◆ **PAGE EXTRACT**:
----------

There are new COVID-19 cases in counties with outbreaks associated with pork production and meat processing as well as additional cases in Boone County as officials consider the next steps in reducing restrictions on business and gatherings.

Audrain County had 22 cases of COVID-19 as of Thursday afternoon. Of that number, 21 have been found in the past week.

At least 13 of the cases in Audrain County are associated with concentrated animal feeding operations. They are the first cases associated with CAFOS, while many other cases are happening at meat processing plants.

There were two new cases in Adair County, which now has 39 total cases. The latest surge in cases in the Kirksville area is associated with workers at the Kraft Heinz plant that makes all the Oscar Mayer bologna sold in North America.

"COVID-19 continues to spread in our community," Jim LeBaron, administrator of the Adair County Health Department, said in a news release. "Every resident of the county bears a responsibility to take every precaution possible to protect others. We all have to do what we can to slow the spread."

The new cases in rural communities come as Gov. Mike Parson has outlined a plan that includes testing every resident in nursing homes where infections from the coronavirus have occurred within the past two weeks, sampling in state-operated facilities such as prisons and mental health facilities, and community testing for anyone who wants it in major cities including Columbia.

Parson has set a goal of 7,500 tests per day, a level achieved only twice since the outbreak started, on May 14 and again Thursday.

The latest data shows Missouri ranks 40th in the nation in per-capita testing.

"We cannot fully recover economically without increasing our testing numbers," Parson said.

Boone County reported three new infections Thursday, bringing the total to nine this week and 108 since the first case was reported in mid-March.

----------

◆ **DATA EXTRACT**:
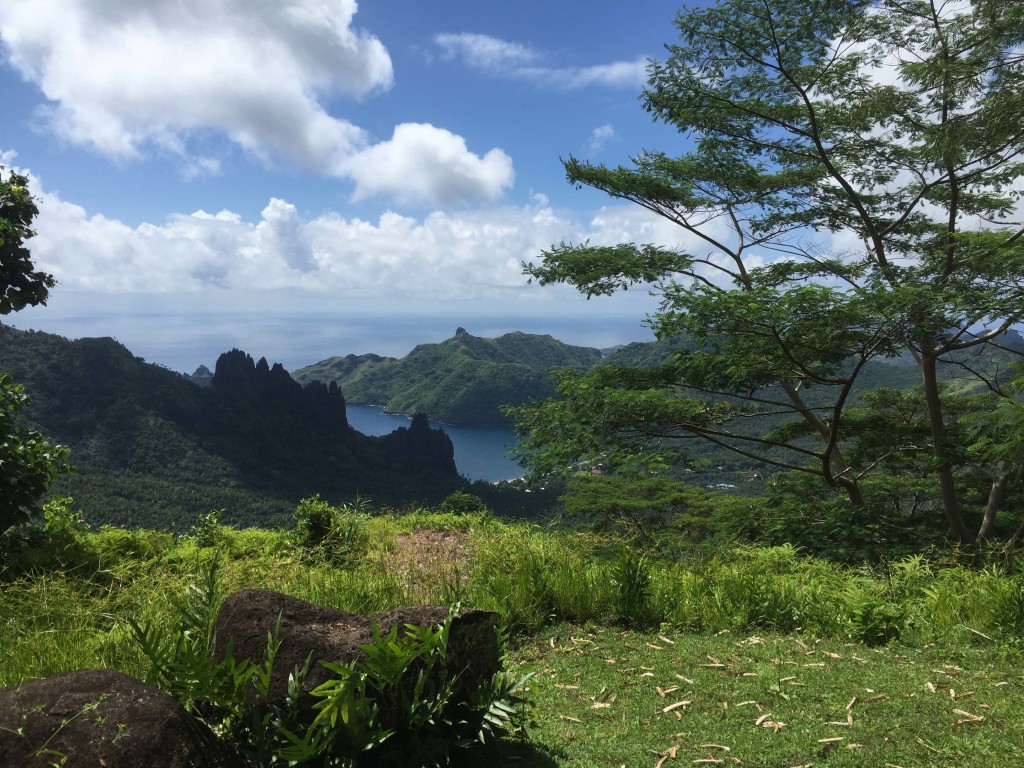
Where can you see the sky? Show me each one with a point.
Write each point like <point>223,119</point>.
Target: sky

----------

◆ **THE PROBLEM**: Summarize the news report on COVID-19 cases in Missouri counties in two sentences.

◆ **SOLUTION TO THE EXERCISE**: Audrain County has 22 COVID-19 cases, at least 13 of them tied to concentrated animal feeding operations, while Adair County's latest surge is linked to workers at a Kraft Heinz plant and Boone County reported three new infections Thursday, bringing its total to 108. Gov. Mike Parson has outlined a testing plan with a goal of 7,500 tests per day, a level reached only twice since the outbreak started, as Missouri ranks 40th in the nation in per-capita testing.